**Selected excerpt:**
How Being in Love Can Change People
Essay title: How Being in Love Can Change People
“How Being in Love can Change People”
In the three marvelous works, Matchstick Men, Punch-Drunk Love, and “Mama Day”, people are all changed greatly, and for the better by romantic or father/child love. How everyone knows that there is no one on Earth who is perfect, yet when there is love, we come so close to it. Within these three works of art, one can analyze how there is actual change through people when there is love present.
Cocoa states in Gloria Naylor’s “Mama Day”, “When I had come to New York seven years before that I had wondered about the need for such huge buildings. No one ever seemed to be in them very long; everyone was out on the sidewalks moving, moving, moving- and to where?” Cocoa starts out as a lost cause, going to New York as a resident tourist. Meeting George saved her vision of New York . . . . He knew what it was really about, “New York wasn’t on those Manhattan sidewalks, just the New Yorkers. My city was a network of small towns, some even smaller than here in Willow springs. It could be one apartment building, a handful of blocks, a single square mile hidden off with its own language, newspapers and magazines- its own judge and juries. You’d never realize that because you went and lived on our fringes.”
Cocoa was living in New York and had resided there for seven years, but was she seeing the real New York? Or was she seeing a New York fantasy world? …A forever-tourist New York resident. George insists that New York is much more than its’ buildings or looks, it’s the little things, “To live in New York you’d have to know about the florist on Jamaica Avenue who carried Yellow roses even though they didn’t move well, but it was his dead wife’s favorite color. The candy store in Harlem that wouldn’t sell cigarettes to twelve year olds without notes from their mothers. That they killed chickens below Houston, prayed to Santa Barbara by the East River and in Bensonhurst girls were still virgins when they married.”

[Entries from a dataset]
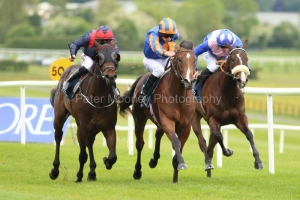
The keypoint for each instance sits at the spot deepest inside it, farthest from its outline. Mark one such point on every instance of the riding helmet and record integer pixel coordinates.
(167, 26)
(225, 37)
(104, 33)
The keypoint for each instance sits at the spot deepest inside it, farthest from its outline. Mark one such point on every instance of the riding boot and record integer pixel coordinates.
(144, 92)
(200, 81)
(197, 92)
(116, 91)
(76, 74)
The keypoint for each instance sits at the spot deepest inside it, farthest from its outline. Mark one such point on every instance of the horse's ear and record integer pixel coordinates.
(229, 46)
(245, 44)
(177, 47)
(97, 44)
(118, 57)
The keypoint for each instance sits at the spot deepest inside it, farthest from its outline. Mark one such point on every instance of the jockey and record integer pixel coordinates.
(103, 35)
(159, 45)
(214, 48)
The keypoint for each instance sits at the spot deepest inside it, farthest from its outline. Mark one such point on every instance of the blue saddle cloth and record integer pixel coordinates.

**Brief 1:**
Copy the passage of the essay on love that opens with the words containing "In the three" and closes with "is love present.".
**Brief 2:**
Answer these questions using the essay on love.
(a) Which three works does the essay discuss?
(b) How many years had Cocoa lived in New York?
(c) What color roses did the florist on Jamaica Avenue carry?
**Brief 3:**
Rewrite the paragraph of the essay on love that begins "Cocoa was living in New York" as a shorter list that keeps its main facts.

**Complete response 1:**
In the three marvelous works, Matchstick Men, Punch-Drunk Love, and “Mama Day”, people are all changed greatly, and for the better by romantic or father/child love. How everyone knows that there is no one on Earth who is perfect, yet when there is love, we come so close to it. Within these three works of art, one can analyze how there is actual change through people when there is love present.

**Complete response 2:**
(a) Matchstick Men, Punch-Drunk Love, and "Mama Day"
(b) Seven years
(c) Yellow

**Complete response 3:**
- Cocoa had lived in New York for seven years. The essay asks whether she saw the real city or a fantasy version of it, calling her a forever-tourist resident.
- George insists that New York is more than its buildings or looks. To him it is the little things:
  - A florist on Jamaica Avenue carried yellow roses even though they didn't sell well, because yellow was his dead wife's favorite color.
  - A candy store in Harlem wouldn't sell cigarettes to twelve-year-olds without notes from their mothers.
  - Chickens were killed below Houston.
  - People prayed to Santa Barbara by the East River.
  - Girls in Bensonhurst were still virgins when they married.